Collection entries:
· · · ·
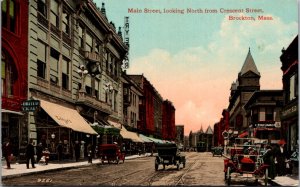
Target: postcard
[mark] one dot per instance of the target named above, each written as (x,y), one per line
(150,93)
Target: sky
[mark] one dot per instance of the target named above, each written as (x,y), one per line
(193,58)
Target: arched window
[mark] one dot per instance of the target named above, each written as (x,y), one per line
(8,75)
(9,15)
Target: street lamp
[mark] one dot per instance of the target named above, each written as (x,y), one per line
(82,72)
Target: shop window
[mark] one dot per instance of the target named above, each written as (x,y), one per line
(41,60)
(9,14)
(54,20)
(269,114)
(65,73)
(66,22)
(42,7)
(54,58)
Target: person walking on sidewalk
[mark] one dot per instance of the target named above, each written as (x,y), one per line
(7,152)
(39,151)
(281,157)
(59,150)
(30,154)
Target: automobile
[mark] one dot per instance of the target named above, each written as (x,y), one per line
(217,151)
(169,154)
(245,160)
(110,153)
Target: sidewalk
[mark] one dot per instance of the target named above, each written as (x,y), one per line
(289,180)
(21,170)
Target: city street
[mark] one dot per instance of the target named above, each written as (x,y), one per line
(201,169)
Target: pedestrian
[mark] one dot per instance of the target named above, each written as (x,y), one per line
(39,151)
(77,150)
(281,158)
(7,152)
(268,158)
(59,150)
(30,154)
(46,154)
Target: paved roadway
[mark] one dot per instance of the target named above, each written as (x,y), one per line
(201,169)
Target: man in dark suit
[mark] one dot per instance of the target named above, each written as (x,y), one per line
(7,152)
(30,154)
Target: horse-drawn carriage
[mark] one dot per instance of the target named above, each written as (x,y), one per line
(169,154)
(111,153)
(245,160)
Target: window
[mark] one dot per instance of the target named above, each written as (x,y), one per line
(293,87)
(42,7)
(54,58)
(89,42)
(97,88)
(97,48)
(41,60)
(254,115)
(88,85)
(9,15)
(65,73)
(269,114)
(66,22)
(115,100)
(8,75)
(80,33)
(54,13)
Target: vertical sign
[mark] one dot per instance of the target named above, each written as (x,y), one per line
(126,41)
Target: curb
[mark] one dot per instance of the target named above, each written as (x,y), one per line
(58,169)
(45,171)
· · · ·
=== Problem requirements ===
Rewrite the listing with each "dot" changed to "point" and everything else left as it is. Omit the pictures from your version.

=== The result ===
Target: postcard
[mark] one point per instance of the target named above, each written as (x,y), one per line
(150,93)
Target: sky
[mark] one point per instance of the target named above, each written as (x,y), one per line
(193,58)
Target: arched window
[mark] one point per instance of the target named above, each written as (x,y), one per line
(8,75)
(9,15)
Target: street lamp
[mark] one point per instance of the target named above, each written as (x,y), one per line
(82,72)
Target: shop window
[mark] one point per instance of the target named above, each written as (x,y), one per line
(41,60)
(9,14)
(54,20)
(269,114)
(65,73)
(66,22)
(42,7)
(54,58)
Target: person walking on sidewalk
[mark] one point per instance of the target named above, each written as (x,y), one per line
(7,152)
(39,151)
(281,157)
(59,150)
(30,154)
Target: automobile
[mark] one point per instance of the target named above, each written as (x,y), one per line
(217,151)
(169,154)
(245,160)
(110,153)
Target: sidewalk
[mark] one point per instance of the target named above, each written as (x,y), one per line
(289,180)
(21,170)
Target: city street
[mark] one point per instance of the target named above, each written as (x,y), one per line
(201,169)
Target: pedestrian
[mark] one point per instance of the target named above, each written as (x,y), one per line
(39,151)
(77,150)
(281,158)
(7,152)
(268,158)
(59,150)
(30,154)
(46,154)
Target: paved roadway
[mark] one point per instance of the target named above, each written as (x,y), one per line
(201,169)
Target: man in dark suit
[mark] one point per instance of the target named above, each written as (x,y), one per line
(7,152)
(30,154)
Target: horse-drawn carriage
[mark] one point per instance of the target named above, each written as (x,y), one per line
(169,154)
(111,153)
(245,160)
Target: window
[mark] one point per instance of the target named above, each written as (x,y), one per line
(293,87)
(42,7)
(54,58)
(89,42)
(97,88)
(97,48)
(41,60)
(254,115)
(88,85)
(9,15)
(65,73)
(269,114)
(66,22)
(115,100)
(8,75)
(80,33)
(54,13)
Target: vertical sign
[mark] one point per instance of the target named above, each written as (x,y), one per line
(126,41)
Target: curb
[mark] one point per instance of the target named above, each written as (x,y), one per line
(58,169)
(45,171)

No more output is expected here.